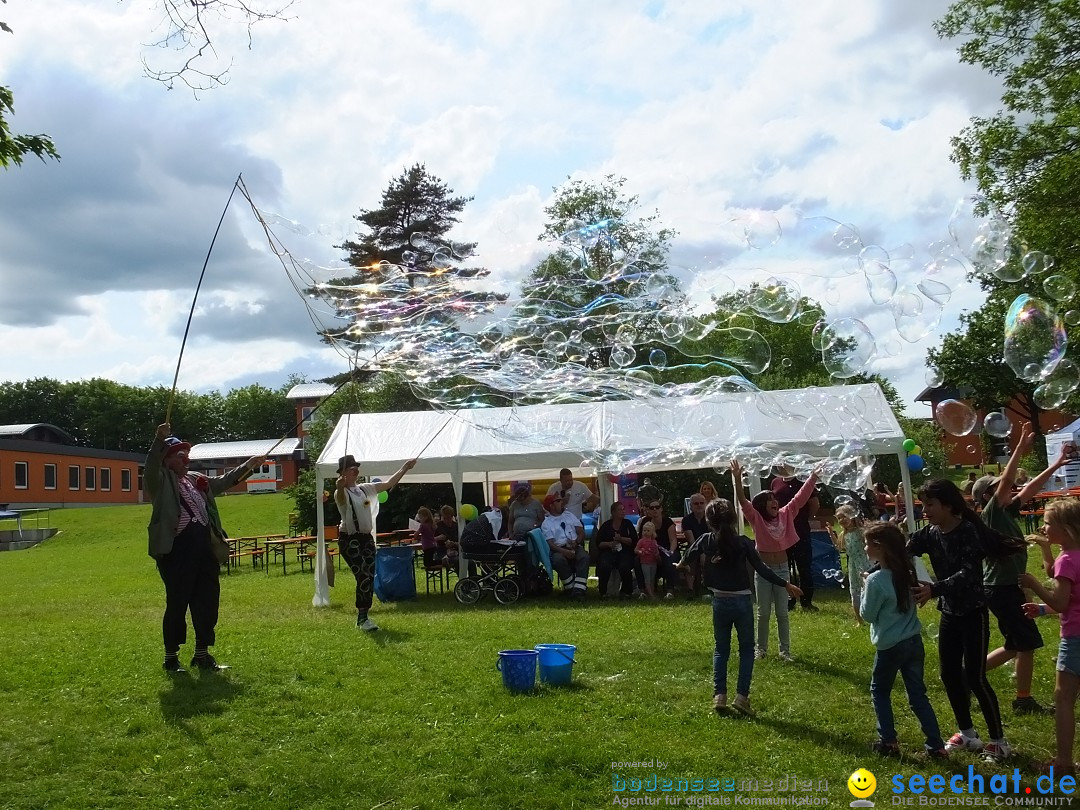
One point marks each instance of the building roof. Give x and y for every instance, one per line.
x=67, y=450
x=243, y=449
x=18, y=431
x=310, y=391
x=936, y=393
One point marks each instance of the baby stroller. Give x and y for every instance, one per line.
x=493, y=570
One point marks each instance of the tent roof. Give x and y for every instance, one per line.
x=243, y=449
x=534, y=441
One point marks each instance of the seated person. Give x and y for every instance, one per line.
x=693, y=528
x=615, y=542
x=577, y=497
x=525, y=512
x=566, y=539
x=667, y=542
x=446, y=534
x=433, y=557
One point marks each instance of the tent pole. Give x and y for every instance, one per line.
x=908, y=496
x=456, y=478
x=322, y=597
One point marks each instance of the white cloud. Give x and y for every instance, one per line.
x=833, y=108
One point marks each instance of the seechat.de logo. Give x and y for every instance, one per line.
x=862, y=785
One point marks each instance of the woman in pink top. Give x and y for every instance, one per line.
x=773, y=534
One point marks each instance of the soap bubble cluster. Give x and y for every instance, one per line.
x=617, y=322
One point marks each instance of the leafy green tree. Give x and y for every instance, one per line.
x=602, y=245
x=973, y=360
x=256, y=412
x=14, y=148
x=1034, y=46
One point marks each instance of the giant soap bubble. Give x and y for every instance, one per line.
x=956, y=417
x=1035, y=338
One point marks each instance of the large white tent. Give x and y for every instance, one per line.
x=667, y=433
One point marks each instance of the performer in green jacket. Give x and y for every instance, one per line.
x=184, y=515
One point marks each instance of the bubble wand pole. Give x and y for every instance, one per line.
x=187, y=328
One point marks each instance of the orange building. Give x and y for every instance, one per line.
x=968, y=450
x=40, y=466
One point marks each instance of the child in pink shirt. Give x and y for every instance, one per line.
x=773, y=534
x=1062, y=524
x=648, y=555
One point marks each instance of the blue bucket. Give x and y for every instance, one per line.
x=518, y=670
x=556, y=663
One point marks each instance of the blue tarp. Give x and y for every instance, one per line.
x=394, y=579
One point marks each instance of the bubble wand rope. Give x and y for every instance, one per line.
x=187, y=328
x=448, y=420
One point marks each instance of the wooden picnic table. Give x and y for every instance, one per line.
x=281, y=544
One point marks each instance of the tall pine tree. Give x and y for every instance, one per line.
x=407, y=269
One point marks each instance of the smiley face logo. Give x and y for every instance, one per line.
x=862, y=783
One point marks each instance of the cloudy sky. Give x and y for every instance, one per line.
x=711, y=110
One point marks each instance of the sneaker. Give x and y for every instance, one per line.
x=959, y=742
x=741, y=704
x=207, y=663
x=886, y=750
x=1030, y=705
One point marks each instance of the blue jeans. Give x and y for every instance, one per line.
x=906, y=658
x=728, y=612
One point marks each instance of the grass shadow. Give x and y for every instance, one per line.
x=385, y=637
x=201, y=694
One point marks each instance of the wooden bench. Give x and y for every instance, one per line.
x=257, y=555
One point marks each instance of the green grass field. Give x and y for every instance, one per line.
x=313, y=713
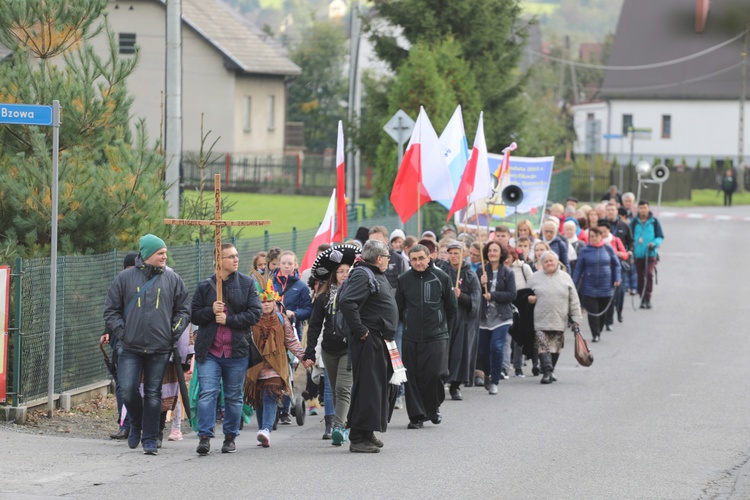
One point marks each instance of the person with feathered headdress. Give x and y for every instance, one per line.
x=266, y=382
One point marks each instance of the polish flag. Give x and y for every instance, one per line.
x=324, y=235
x=341, y=223
x=423, y=175
x=455, y=150
x=475, y=183
x=503, y=171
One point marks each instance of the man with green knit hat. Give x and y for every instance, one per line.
x=147, y=309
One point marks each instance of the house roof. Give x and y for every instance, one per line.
x=654, y=32
x=240, y=41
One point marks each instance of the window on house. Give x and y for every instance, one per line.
x=666, y=126
x=271, y=112
x=127, y=43
x=627, y=124
x=246, y=108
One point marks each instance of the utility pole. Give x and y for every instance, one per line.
x=173, y=111
x=561, y=88
x=573, y=79
x=741, y=141
x=352, y=157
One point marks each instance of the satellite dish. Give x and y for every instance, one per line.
x=643, y=167
x=660, y=173
x=512, y=195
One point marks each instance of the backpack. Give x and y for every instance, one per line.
x=341, y=329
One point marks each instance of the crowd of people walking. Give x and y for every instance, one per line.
x=465, y=309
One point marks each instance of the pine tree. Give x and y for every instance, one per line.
x=111, y=187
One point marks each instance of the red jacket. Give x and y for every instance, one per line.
x=619, y=248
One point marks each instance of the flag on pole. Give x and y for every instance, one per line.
x=475, y=183
x=324, y=235
x=423, y=167
x=455, y=150
x=503, y=170
x=341, y=229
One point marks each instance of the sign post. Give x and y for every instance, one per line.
x=44, y=116
x=4, y=313
x=593, y=132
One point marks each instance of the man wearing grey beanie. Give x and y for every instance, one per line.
x=147, y=309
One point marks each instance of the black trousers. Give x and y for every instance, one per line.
x=595, y=305
x=426, y=364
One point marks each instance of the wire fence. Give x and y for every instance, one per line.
x=82, y=285
x=83, y=282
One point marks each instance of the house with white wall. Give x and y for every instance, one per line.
x=232, y=75
x=675, y=76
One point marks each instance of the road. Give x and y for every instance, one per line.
x=663, y=413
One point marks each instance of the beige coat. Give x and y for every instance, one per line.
x=556, y=298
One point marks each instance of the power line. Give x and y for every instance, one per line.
x=672, y=84
x=640, y=66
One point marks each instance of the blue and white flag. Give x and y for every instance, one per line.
x=456, y=151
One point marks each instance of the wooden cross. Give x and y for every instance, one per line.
x=218, y=224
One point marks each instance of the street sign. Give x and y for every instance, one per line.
x=26, y=114
x=399, y=127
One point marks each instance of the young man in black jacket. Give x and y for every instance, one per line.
x=147, y=310
x=222, y=347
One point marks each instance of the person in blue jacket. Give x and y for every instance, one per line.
x=598, y=272
x=295, y=303
x=648, y=237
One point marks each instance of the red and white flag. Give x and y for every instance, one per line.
x=423, y=175
x=475, y=183
x=341, y=223
x=503, y=171
x=324, y=235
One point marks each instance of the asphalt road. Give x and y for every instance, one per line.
x=663, y=413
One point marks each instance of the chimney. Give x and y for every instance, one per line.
x=701, y=13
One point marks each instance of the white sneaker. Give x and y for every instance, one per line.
x=264, y=438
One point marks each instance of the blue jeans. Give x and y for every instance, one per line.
x=211, y=372
x=491, y=343
x=266, y=414
x=327, y=396
x=144, y=413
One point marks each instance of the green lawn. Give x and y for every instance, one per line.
x=709, y=198
x=284, y=211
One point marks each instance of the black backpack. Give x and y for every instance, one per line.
x=341, y=329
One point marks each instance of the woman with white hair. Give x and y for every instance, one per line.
x=555, y=305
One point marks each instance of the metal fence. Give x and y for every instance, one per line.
x=312, y=174
x=83, y=282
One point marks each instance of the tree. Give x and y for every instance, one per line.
x=316, y=96
x=491, y=39
x=111, y=188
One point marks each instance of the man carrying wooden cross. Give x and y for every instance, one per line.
x=224, y=310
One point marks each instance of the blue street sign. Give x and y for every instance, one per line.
x=26, y=114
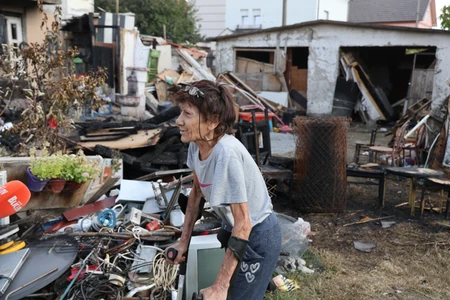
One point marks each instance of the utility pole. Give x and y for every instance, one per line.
x=417, y=13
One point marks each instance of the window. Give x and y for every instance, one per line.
x=14, y=30
x=244, y=17
x=256, y=17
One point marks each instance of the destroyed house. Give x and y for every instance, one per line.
x=20, y=21
x=342, y=68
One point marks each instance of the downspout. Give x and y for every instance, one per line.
x=318, y=9
x=417, y=13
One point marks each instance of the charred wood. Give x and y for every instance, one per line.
x=155, y=152
x=108, y=152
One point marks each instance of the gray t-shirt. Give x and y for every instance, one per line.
x=230, y=175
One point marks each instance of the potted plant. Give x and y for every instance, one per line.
x=42, y=169
x=78, y=170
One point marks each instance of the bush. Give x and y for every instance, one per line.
x=75, y=168
x=78, y=168
x=45, y=166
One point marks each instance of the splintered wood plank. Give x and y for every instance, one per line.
x=161, y=90
x=143, y=138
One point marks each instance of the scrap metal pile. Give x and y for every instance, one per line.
x=109, y=249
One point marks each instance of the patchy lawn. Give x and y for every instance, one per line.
x=411, y=259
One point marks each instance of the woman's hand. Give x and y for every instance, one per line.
x=181, y=248
x=214, y=292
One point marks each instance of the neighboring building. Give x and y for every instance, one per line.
x=211, y=16
x=404, y=13
x=21, y=20
x=307, y=57
x=219, y=17
x=76, y=8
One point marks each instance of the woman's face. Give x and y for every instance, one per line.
x=191, y=125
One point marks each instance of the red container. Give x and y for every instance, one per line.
x=153, y=225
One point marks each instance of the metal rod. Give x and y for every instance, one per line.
x=417, y=13
x=32, y=281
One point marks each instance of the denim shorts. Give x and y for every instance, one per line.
x=253, y=274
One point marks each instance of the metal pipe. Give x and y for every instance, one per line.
x=32, y=281
x=417, y=13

---

**AIM**.
Present everything from the line containing "One point marks each instance of the patchy" down to the last line of the listing as a JSON list of strings, with one string per line and blank lines left out.

**WORKED SOLUTION**.
[
  "One point marks each instance of the patchy lawn. Give x and y for every instance, one per line.",
  "x=411, y=259",
  "One point marks each instance of the woman's hand. Give x and y for every instance, one per line.",
  "x=181, y=248",
  "x=214, y=292",
  "One point marks each instance of the neighboring building. Give x and y for every instance, one per line.",
  "x=211, y=16",
  "x=404, y=13",
  "x=21, y=20",
  "x=307, y=57",
  "x=219, y=17",
  "x=76, y=8",
  "One point marks each instance of the woman's face. Give x and y for every instance, one per line.",
  "x=191, y=125",
  "One point marks each instance of the red container. Give x and y for every instance, one per line.",
  "x=153, y=225",
  "One point marks each instance of the metal rod. Give x and y for every instance, one per line.",
  "x=417, y=13",
  "x=32, y=281",
  "One point marks each instance of the denim shorts. Give x and y for every instance, one per line.",
  "x=253, y=274",
  "One point marks each instance of the metal pipe. Give x and y for every instance, one per line.",
  "x=32, y=281",
  "x=417, y=13"
]